*What you will do:* Nothing but the lines from the one containing "For the benchmark, mark each instance of the truck cab" to the end of the data should be returned, each exactly as written.

*Record set:*
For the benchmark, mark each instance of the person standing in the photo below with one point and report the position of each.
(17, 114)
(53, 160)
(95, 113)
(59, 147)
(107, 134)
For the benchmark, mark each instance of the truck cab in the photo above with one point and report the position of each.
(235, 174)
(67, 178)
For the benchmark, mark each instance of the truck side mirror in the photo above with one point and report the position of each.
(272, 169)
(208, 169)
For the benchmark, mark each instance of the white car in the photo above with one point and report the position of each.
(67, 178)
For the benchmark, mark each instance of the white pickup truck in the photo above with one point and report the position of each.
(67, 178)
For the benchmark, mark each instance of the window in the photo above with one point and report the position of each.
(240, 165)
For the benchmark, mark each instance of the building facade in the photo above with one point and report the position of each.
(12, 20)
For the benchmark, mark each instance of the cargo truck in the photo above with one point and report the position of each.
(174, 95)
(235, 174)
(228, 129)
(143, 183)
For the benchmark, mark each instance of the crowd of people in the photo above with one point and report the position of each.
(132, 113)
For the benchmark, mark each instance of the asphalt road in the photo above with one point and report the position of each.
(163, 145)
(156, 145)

*Response for this exercise:*
For the benchmark, mark each instance of the truck cab in the photo above with one point and report the position of each.
(235, 174)
(67, 178)
For the benchmark, mark each instance of the truck side mirror in the photo above with one point and report the position of each.
(272, 169)
(208, 169)
For the benchmark, mark each instance of the white car in the photo above with one point and report the position of each.
(67, 178)
For the benchmark, mark each instance of the white pickup truck in the photo above with one point and report the position of each.
(67, 178)
For the benchmark, mark each instance of the window in the photo above with one point and report the position of each.
(240, 165)
For the benchmark, mark each instance of the building facade in the photo above with one point and report the position of each.
(12, 20)
For the benchmark, mark each instance of the cargo truck in the photo above with one point and report the position of each.
(174, 95)
(235, 174)
(228, 129)
(143, 183)
For the benchmark, mark each instance of the crowd of people in the photo above with one point and report the position of each.
(132, 113)
For the benchmark, mark each instance of the asphalt road in the photo above with one point and report the position of each.
(163, 145)
(156, 145)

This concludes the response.